**Problem statement**
Search the data for lines holding the word "wooden". State how many there are, and nothing else.

(Stored items)

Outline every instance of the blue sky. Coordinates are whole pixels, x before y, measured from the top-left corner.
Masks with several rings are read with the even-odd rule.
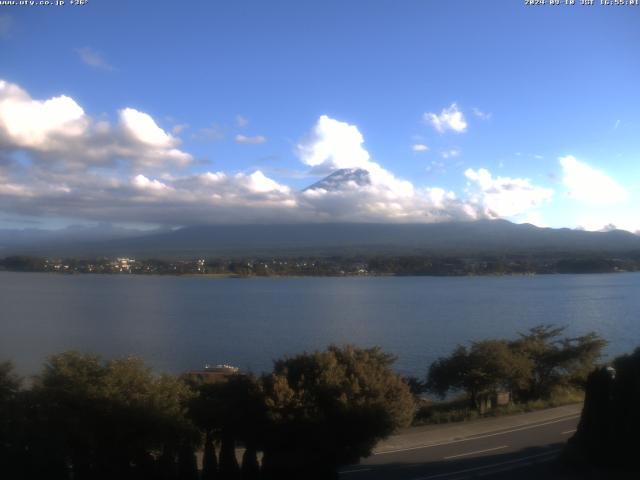
[[[0,227],[640,230],[639,20],[524,1],[0,7]],[[300,192],[341,168],[369,184]]]

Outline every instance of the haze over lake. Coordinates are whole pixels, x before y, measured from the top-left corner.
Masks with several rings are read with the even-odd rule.
[[[268,370],[330,343],[380,345],[423,376],[459,343],[541,323],[594,330],[610,355],[640,344],[640,274],[212,279],[0,272],[0,361],[36,373],[67,349]]]

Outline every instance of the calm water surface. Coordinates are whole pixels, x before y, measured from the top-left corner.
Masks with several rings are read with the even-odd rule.
[[[35,373],[67,349],[135,354],[159,371],[268,370],[330,343],[380,345],[423,376],[459,343],[540,323],[640,345],[640,274],[211,279],[0,272],[0,360]]]

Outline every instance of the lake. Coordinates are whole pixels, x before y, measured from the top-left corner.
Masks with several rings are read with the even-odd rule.
[[[68,349],[138,355],[157,371],[254,372],[330,343],[380,345],[424,376],[457,344],[541,323],[640,346],[640,274],[215,279],[0,272],[0,361],[39,371]]]

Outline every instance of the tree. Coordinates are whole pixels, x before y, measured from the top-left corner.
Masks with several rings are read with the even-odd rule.
[[[545,398],[562,385],[584,387],[606,342],[596,333],[560,338],[564,327],[539,325],[509,340],[458,346],[429,368],[427,389],[444,397],[463,390],[474,408],[483,399],[507,390],[516,400]]]
[[[331,346],[275,362],[263,378],[266,478],[334,478],[413,417],[411,392],[379,348]]]
[[[23,466],[20,436],[24,422],[20,409],[22,380],[11,362],[0,363],[0,472],[7,478],[16,477]]]
[[[189,404],[189,415],[204,433],[207,453],[206,475],[213,478],[236,479],[240,466],[236,460],[237,442],[246,447],[247,468],[257,462],[257,450],[261,445],[266,422],[266,406],[262,387],[250,374],[237,374],[216,383],[194,383],[195,397]],[[221,441],[219,472],[212,441]]]
[[[418,377],[404,377],[404,383],[407,384],[409,390],[415,398],[419,398],[427,390],[427,384],[420,380]]]
[[[180,480],[198,480],[198,464],[193,446],[183,444],[178,452],[178,478]]]
[[[213,440],[206,436],[202,455],[202,480],[214,480],[218,478],[218,458],[213,446]]]
[[[77,352],[55,355],[31,395],[34,428],[78,479],[126,476],[148,464],[151,452],[197,442],[185,416],[188,387],[153,375],[137,358],[103,362]]]
[[[532,363],[531,373],[520,396],[544,398],[559,385],[584,387],[607,342],[594,332],[579,337],[560,338],[565,327],[538,325],[510,343],[515,352]]]
[[[13,363],[0,363],[0,405],[15,398],[20,390],[21,378],[13,371]]]
[[[474,342],[459,346],[429,368],[427,388],[441,397],[452,389],[464,390],[473,408],[482,410],[484,400],[500,390],[511,392],[527,378],[530,362],[514,353],[505,340]]]
[[[594,370],[587,380],[584,408],[564,459],[598,465],[603,478],[638,478],[640,430],[640,348],[613,361],[613,368]],[[608,474],[608,475],[607,475]]]

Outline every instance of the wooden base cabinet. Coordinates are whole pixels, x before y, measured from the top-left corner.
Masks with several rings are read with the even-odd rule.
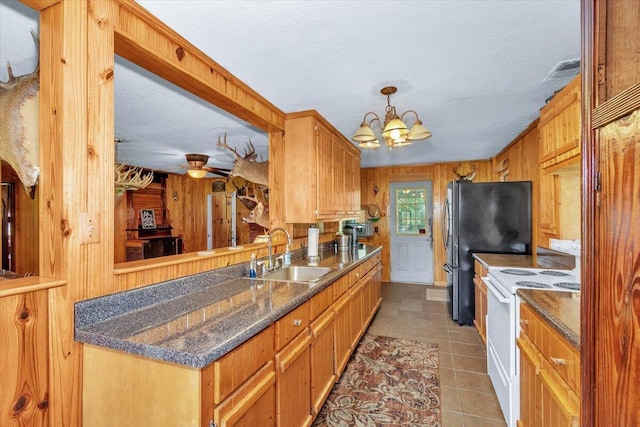
[[[202,369],[85,344],[83,425],[311,425],[380,306],[381,270],[377,255]]]
[[[476,261],[475,274],[473,276],[476,300],[473,324],[476,326],[485,348],[487,347],[487,285],[485,285],[481,278],[486,277],[488,274],[487,269]]]
[[[580,425],[580,355],[526,304],[520,305],[521,427]]]

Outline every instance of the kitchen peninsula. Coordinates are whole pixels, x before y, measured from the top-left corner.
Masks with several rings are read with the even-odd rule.
[[[332,271],[311,284],[250,279],[243,263],[77,303],[85,425],[312,420],[379,307],[380,253],[325,249]]]

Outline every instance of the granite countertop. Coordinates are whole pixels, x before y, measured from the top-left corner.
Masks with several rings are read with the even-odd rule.
[[[485,267],[551,268],[571,270],[575,267],[573,255],[538,247],[535,255],[474,253],[473,257]]]
[[[335,270],[314,284],[249,279],[243,263],[81,301],[75,339],[203,368],[380,251],[323,251],[319,265]],[[301,250],[292,258],[293,265],[307,263]]]
[[[522,301],[580,350],[580,293],[518,289]]]

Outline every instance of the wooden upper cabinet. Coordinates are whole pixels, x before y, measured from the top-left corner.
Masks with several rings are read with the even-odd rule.
[[[580,160],[580,75],[540,110],[540,167],[553,172]]]
[[[315,111],[288,114],[284,139],[285,222],[352,217],[360,209],[360,151]]]

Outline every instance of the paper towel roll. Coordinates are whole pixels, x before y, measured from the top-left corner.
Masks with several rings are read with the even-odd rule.
[[[320,240],[320,229],[309,228],[309,249],[307,256],[318,256],[318,241]]]

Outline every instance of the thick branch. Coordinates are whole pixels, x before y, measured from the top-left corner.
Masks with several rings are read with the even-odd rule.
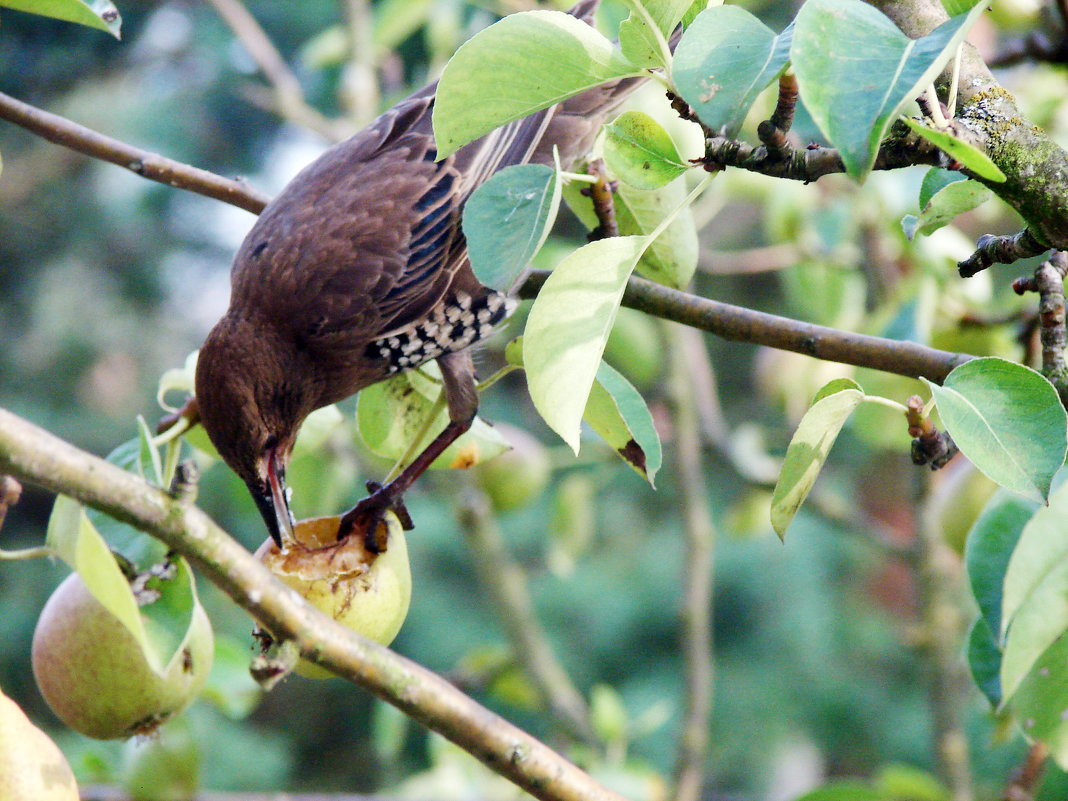
[[[270,200],[244,181],[223,178],[207,170],[128,145],[2,92],[0,119],[20,125],[49,142],[125,167],[142,178],[221,200],[253,214],[263,211],[263,207]]]
[[[519,297],[533,298],[548,276],[549,273],[544,270],[532,271],[519,288]],[[623,305],[708,331],[724,339],[752,342],[803,353],[816,359],[871,367],[910,378],[922,376],[938,383],[954,367],[974,358],[915,342],[854,334],[732,306],[669,289],[636,276],[631,276],[627,283]]]
[[[301,654],[444,735],[528,793],[622,801],[559,754],[441,677],[308,605],[196,507],[174,500],[0,409],[0,473],[69,495],[167,544]]]
[[[938,0],[868,2],[913,38],[946,20]],[[941,80],[944,84],[948,76],[943,74]],[[956,119],[975,134],[1007,177],[1004,183],[984,183],[1020,213],[1046,247],[1068,250],[1068,153],[1023,117],[1015,98],[971,45],[964,46],[958,91]]]

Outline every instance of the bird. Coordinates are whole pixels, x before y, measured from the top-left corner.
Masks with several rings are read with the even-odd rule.
[[[592,24],[600,0],[568,13]],[[602,123],[641,83],[620,79],[504,125],[438,158],[436,83],[384,112],[301,170],[264,208],[230,271],[230,305],[200,349],[195,399],[222,459],[248,487],[271,538],[292,542],[286,468],[315,409],[436,360],[449,422],[399,475],[368,482],[341,517],[371,550],[386,509],[478,410],[471,347],[516,301],[475,277],[464,203],[497,171],[586,155]]]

**Response area**
2